╭─ RECORDS FOR THE EXERCISE
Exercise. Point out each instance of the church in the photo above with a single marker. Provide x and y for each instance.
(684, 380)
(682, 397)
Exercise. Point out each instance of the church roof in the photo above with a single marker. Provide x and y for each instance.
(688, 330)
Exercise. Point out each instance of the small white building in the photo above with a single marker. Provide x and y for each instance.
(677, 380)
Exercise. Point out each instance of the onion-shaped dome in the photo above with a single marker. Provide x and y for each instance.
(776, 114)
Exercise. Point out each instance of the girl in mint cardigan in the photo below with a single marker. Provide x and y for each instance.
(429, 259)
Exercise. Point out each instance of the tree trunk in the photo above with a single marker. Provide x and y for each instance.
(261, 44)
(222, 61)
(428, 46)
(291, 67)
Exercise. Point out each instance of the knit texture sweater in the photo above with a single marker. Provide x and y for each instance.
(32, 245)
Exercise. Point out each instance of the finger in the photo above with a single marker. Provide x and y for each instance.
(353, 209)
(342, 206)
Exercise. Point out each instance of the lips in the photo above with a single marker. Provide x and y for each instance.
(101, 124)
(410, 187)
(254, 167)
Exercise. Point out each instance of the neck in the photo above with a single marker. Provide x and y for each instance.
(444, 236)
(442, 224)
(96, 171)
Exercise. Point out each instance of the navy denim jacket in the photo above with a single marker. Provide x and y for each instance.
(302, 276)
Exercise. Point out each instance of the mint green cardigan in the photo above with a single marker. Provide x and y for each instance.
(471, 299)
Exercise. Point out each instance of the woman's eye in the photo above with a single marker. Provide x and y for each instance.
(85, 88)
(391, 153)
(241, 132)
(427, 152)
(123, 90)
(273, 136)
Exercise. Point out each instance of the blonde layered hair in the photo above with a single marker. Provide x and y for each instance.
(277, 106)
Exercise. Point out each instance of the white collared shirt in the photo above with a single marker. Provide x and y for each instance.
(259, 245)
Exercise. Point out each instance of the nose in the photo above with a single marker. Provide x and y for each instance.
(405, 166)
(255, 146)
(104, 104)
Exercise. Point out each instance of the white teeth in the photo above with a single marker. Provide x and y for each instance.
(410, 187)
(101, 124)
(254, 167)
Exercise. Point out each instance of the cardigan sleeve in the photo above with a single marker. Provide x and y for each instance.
╰─
SET PROBLEM: The records above should all be quoted exactly, please.

EXERCISE ANSWER:
Exercise. Point out each instance of the church in the photo above with a single marker. Provide x and y for each instance.
(684, 380)
(682, 397)
Exercise. Point out each instance of the church roof in the photo above with a single marker. Provide x and y for each instance.
(688, 330)
Exercise. Point out each instance of the small white building in the photo above with a single marker. Provide x and y for each instance.
(677, 380)
Exercise. Point out each instance of the onion-shaped dome in the photo above with a single marker. Provide x and y for each instance.
(776, 114)
Exercise. Point out each instance of the girl in mint cardigan in the photo below with a single marker. Provide x and y for each instance.
(429, 259)
Exercise. Point out each instance of the tree trunk in the photo above with a single marker. Provide x and y for each instance.
(261, 44)
(222, 61)
(428, 46)
(291, 67)
Exercise. Point out each instance of the knit texture sweater in the photo above with a single marker. Provide x and y for each instance.
(32, 245)
Exercise. Point out each instance of the finger in the photo above with a single marker. Provide x and y for each instance.
(353, 209)
(342, 206)
Exercise. Point out each instance of the lips in the photo above with a single marker. Provide x and y for each instance.
(101, 124)
(410, 187)
(254, 167)
Exercise. Point out each instance of the neck in the photo above with a single marker. Provide x and y for each instance.
(444, 236)
(442, 224)
(96, 171)
Exercise. Point out each instance of the navy denim jacket in the photo above with a single marker. Provide x and y for each instance.
(302, 276)
Exercise. Point out each instance of the mint green cardigan in the photo above with a single marker. Provide x and y for each instance.
(471, 299)
Exercise. Point out each instance of the woman's eye in the photo above with a single marker. Provide x and y for each instance.
(85, 88)
(391, 153)
(241, 132)
(427, 152)
(123, 90)
(273, 136)
Exercise. Point out each instance of the blonde layered hair in the photo above with a single marker. Provide x and y for each instance.
(277, 106)
Exercise. Point out each instance of the white collared shirt in the photo above with a single marker. Provide x and y for each instance.
(259, 245)
Exercise. Point out each instance of the nose in the photo above with a single marker. Provide x and y for each instance.
(405, 166)
(255, 146)
(104, 104)
Exercise. Point out each instance of the white teeth in the photo above with a single marker. Provide x and y for each instance.
(410, 187)
(101, 124)
(254, 167)
Exercise. Point out each instance of the cardigan sleeve in the photo above with a single marker. Provide x and y for each instance.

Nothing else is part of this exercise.